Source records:
* BEGIN *

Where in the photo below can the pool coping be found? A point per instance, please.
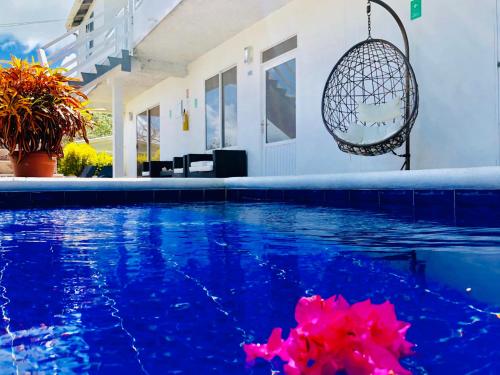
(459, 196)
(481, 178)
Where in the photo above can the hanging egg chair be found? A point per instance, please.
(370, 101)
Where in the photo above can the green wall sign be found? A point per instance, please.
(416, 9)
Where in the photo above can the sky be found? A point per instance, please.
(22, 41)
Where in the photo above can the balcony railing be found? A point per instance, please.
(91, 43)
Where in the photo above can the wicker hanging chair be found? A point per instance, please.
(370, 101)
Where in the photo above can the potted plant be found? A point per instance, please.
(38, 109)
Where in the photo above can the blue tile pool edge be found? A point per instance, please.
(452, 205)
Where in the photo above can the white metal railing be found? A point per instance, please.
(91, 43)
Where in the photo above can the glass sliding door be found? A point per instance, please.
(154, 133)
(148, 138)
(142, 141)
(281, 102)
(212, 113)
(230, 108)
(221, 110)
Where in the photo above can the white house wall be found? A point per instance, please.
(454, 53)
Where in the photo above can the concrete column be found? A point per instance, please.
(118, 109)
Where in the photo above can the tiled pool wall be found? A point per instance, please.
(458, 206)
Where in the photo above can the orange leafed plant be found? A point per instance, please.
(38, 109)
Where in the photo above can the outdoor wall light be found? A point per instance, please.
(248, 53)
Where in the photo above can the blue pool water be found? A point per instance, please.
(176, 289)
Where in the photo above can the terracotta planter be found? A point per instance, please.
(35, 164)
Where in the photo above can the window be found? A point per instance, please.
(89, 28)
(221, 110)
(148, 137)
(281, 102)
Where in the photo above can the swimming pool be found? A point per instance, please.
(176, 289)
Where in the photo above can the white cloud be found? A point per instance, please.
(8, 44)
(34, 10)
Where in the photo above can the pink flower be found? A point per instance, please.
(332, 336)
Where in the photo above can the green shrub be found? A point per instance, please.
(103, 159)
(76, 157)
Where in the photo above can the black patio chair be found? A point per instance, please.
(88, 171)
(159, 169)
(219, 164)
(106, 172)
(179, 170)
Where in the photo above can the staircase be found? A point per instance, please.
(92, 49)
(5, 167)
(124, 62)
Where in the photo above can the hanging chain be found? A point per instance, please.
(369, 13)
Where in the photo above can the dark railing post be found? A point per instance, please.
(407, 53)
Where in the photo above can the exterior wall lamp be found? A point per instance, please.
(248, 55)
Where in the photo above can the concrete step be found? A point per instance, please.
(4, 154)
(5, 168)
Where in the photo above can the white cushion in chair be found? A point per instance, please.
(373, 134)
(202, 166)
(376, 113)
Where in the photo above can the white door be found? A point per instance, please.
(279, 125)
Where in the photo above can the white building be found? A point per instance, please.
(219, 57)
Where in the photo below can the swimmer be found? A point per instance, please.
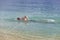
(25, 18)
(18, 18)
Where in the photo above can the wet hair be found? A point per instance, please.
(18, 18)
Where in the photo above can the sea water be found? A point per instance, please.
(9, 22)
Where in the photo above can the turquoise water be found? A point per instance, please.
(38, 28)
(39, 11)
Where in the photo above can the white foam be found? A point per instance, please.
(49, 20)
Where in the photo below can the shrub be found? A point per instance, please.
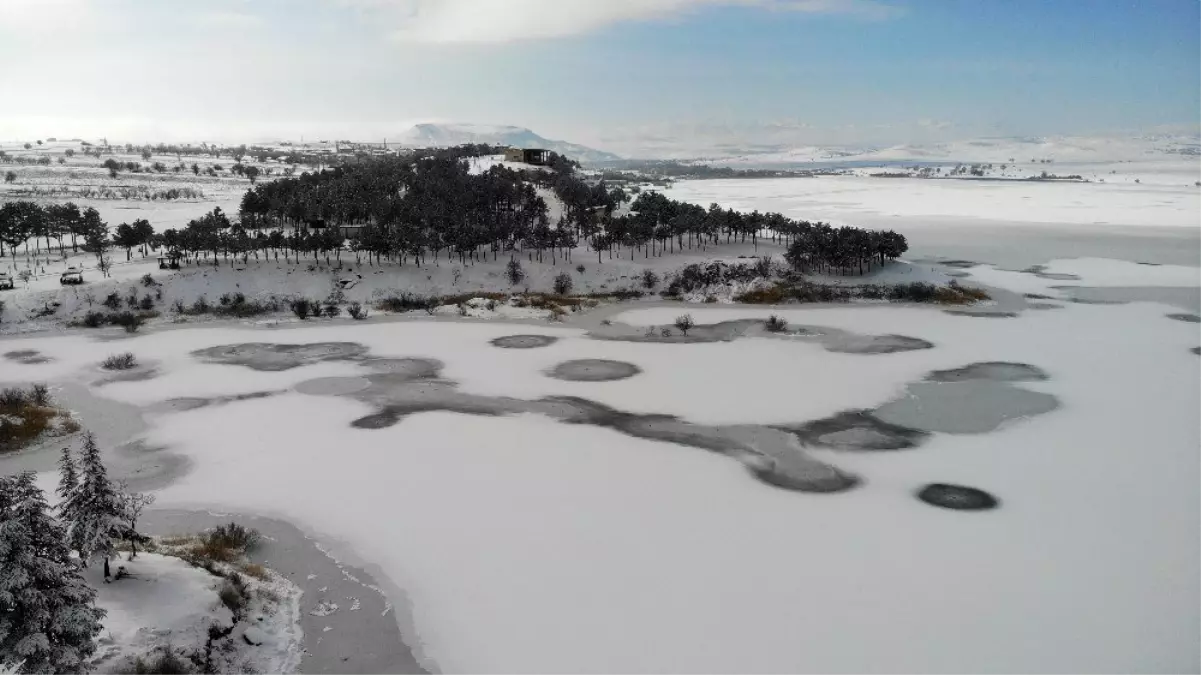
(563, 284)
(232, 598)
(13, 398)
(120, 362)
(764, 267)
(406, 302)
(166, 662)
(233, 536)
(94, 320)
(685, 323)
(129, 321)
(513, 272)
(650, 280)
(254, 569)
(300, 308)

* END *
* BEGIN *

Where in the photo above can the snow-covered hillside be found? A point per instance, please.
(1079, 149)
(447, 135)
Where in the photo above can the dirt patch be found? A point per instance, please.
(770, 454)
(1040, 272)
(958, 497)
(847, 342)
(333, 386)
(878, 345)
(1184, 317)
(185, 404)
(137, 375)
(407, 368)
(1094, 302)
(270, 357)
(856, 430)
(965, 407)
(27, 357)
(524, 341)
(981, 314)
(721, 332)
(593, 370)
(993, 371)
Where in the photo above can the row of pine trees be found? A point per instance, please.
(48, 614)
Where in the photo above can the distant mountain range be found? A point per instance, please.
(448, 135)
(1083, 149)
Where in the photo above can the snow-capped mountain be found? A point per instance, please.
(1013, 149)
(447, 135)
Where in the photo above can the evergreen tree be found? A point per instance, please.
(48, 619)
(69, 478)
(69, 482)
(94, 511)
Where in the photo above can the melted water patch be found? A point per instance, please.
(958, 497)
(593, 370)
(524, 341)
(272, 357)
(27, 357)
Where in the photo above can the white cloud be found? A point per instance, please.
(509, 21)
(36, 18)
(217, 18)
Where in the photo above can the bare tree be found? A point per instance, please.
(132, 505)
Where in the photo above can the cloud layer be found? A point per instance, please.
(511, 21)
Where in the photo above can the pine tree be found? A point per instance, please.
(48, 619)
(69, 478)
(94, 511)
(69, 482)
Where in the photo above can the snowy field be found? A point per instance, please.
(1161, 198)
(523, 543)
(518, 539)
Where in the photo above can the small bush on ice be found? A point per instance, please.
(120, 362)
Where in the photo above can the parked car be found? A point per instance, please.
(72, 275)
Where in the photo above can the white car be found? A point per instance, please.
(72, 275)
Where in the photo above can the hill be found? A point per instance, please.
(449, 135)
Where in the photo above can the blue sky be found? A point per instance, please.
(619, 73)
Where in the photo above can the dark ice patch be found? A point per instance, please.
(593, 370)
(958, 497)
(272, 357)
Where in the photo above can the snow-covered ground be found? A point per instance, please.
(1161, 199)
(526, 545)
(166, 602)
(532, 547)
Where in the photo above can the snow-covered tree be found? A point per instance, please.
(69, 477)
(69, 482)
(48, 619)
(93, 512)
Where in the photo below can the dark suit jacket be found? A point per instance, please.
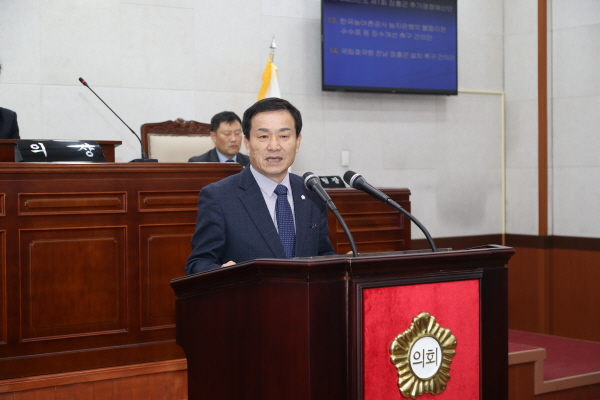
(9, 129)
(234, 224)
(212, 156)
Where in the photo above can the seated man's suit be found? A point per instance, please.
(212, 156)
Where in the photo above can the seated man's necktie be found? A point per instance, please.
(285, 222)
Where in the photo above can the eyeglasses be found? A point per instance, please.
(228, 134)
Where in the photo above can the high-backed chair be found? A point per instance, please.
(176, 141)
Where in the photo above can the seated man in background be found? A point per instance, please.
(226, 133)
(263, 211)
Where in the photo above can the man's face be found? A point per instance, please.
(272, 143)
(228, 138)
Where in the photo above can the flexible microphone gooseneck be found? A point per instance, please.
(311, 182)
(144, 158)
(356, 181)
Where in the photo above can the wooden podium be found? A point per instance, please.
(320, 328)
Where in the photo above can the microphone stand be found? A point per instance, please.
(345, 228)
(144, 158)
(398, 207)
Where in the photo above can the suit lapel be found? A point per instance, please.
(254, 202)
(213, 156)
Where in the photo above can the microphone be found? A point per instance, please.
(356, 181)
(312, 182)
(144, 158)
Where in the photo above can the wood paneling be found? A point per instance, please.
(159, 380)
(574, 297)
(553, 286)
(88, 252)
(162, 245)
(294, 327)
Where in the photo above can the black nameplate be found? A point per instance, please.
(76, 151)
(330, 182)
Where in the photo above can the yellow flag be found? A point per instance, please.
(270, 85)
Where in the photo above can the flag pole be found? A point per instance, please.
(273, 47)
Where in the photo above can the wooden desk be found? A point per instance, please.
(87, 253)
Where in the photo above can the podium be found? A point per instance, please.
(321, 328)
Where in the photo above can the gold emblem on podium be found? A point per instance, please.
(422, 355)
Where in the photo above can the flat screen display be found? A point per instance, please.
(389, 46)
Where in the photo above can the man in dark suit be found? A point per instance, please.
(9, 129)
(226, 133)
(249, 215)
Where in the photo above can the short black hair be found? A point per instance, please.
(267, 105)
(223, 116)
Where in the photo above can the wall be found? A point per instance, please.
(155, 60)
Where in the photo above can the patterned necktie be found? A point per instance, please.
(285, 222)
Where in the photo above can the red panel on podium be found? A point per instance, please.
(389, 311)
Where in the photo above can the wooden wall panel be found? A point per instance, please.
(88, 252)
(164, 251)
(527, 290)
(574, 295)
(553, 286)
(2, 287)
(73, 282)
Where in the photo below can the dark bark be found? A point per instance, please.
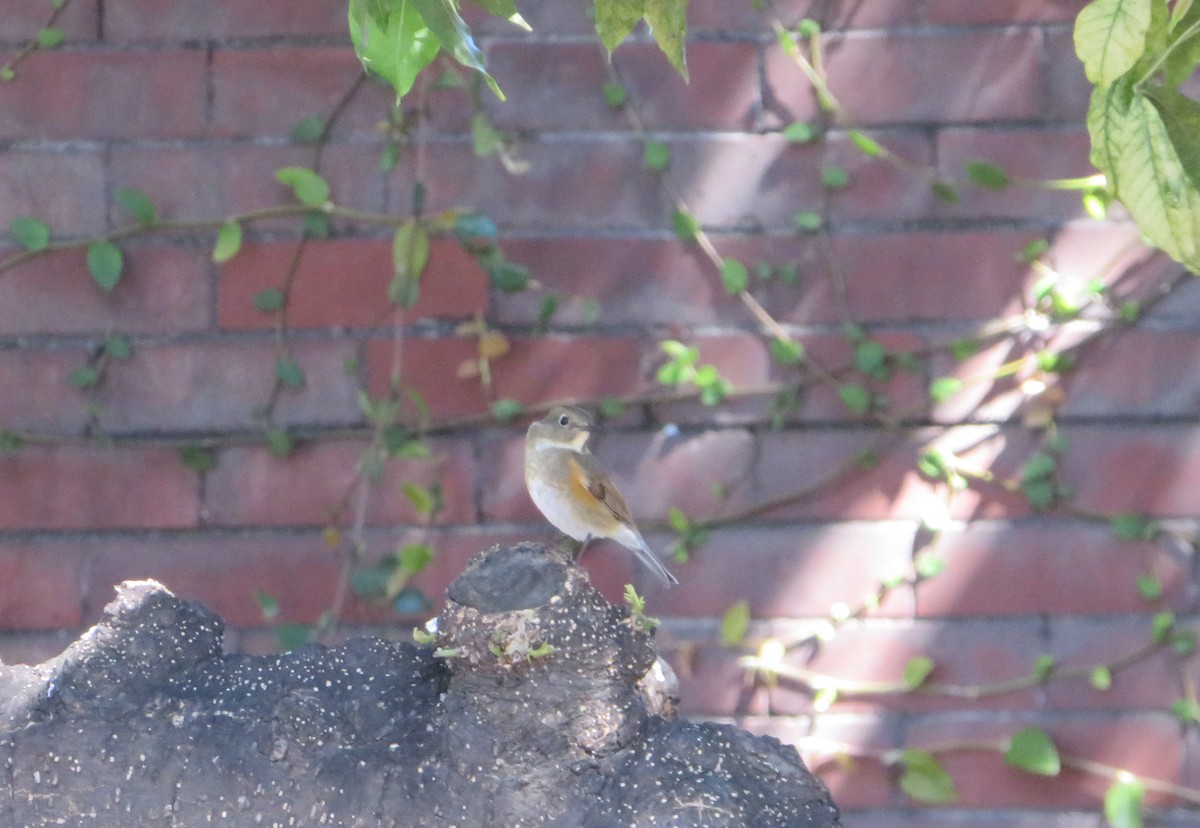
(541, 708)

* END *

→ WHAT TO PRODUCE
Filter the entries above, keeping only the lines that contain the word "white", and copy each of those lines.

→ SOLUTION TO THIS EXERCISE
Where in the photo above can the white metal railing be found? A point per instance, please.
Where in the photo above can the white house wall be found? A point per instance, please.
Where in the photo above can the white cloud be found? A point per instance, please.
Where in the photo above can the white cushion in chair be found? A point per instance, please.
Where in the photo above can the white door be found? A point per instance, please.
Where in the photo above can the white building be found? A point per instance, please.
Where in the photo above can the white foam be found? A point per instance, please.
Where in the photo above can the white cloud be found? A point per instance, please.
Where in the photo above can the white car be found? A point per instance, please.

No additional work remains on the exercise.